Exercise instructions -> Copy every entry word for word, but skip the pictures.

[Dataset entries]

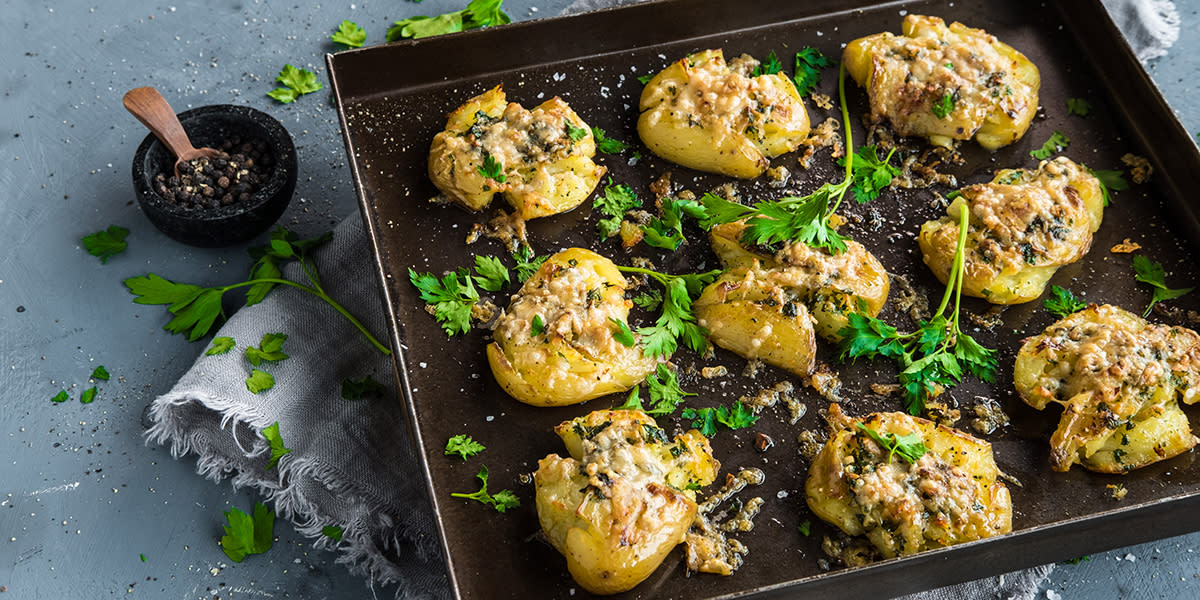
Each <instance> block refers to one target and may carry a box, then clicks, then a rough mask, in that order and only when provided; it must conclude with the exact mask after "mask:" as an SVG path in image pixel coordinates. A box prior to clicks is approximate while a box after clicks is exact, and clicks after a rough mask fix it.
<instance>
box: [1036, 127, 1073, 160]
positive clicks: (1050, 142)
mask: <svg viewBox="0 0 1200 600" xmlns="http://www.w3.org/2000/svg"><path fill="white" fill-rule="evenodd" d="M1068 145H1070V139H1068V138H1067V136H1064V134H1063V133H1062V132H1061V131H1058V130H1055V131H1054V133H1051V134H1050V139H1048V140H1046V143H1045V144H1042V148H1039V149H1037V150H1033V151H1031V152H1030V156H1032V157H1034V158H1037V160H1039V161H1044V160H1046V158H1049V157H1051V156H1054V155H1055V154H1057V152H1061V151H1063V150H1066V149H1067V146H1068Z"/></svg>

Response box ->
Each <instance> block refers to one target and may carry a box, then clicks, then a rough mask, in that order and only when provided; it must conclude with the exact mask after "mask:" as an SVG path in image pixel coordinates. A box prior to clicks is approximate while a box after clicks is exact, and clicks after a rough mask fix it.
<instance>
box: [1036, 127, 1073, 160]
positive clicks: (1050, 142)
mask: <svg viewBox="0 0 1200 600" xmlns="http://www.w3.org/2000/svg"><path fill="white" fill-rule="evenodd" d="M1068 145H1070V139H1068V138H1067V136H1064V134H1063V133H1062V132H1061V131H1058V130H1055V131H1054V133H1051V134H1050V139H1048V140H1046V143H1045V144H1042V148H1039V149H1037V150H1033V151H1031V152H1030V156H1032V157H1034V158H1037V160H1039V161H1044V160H1046V158H1049V157H1051V156H1054V155H1055V154H1057V152H1061V151H1063V150H1066V149H1067V146H1068Z"/></svg>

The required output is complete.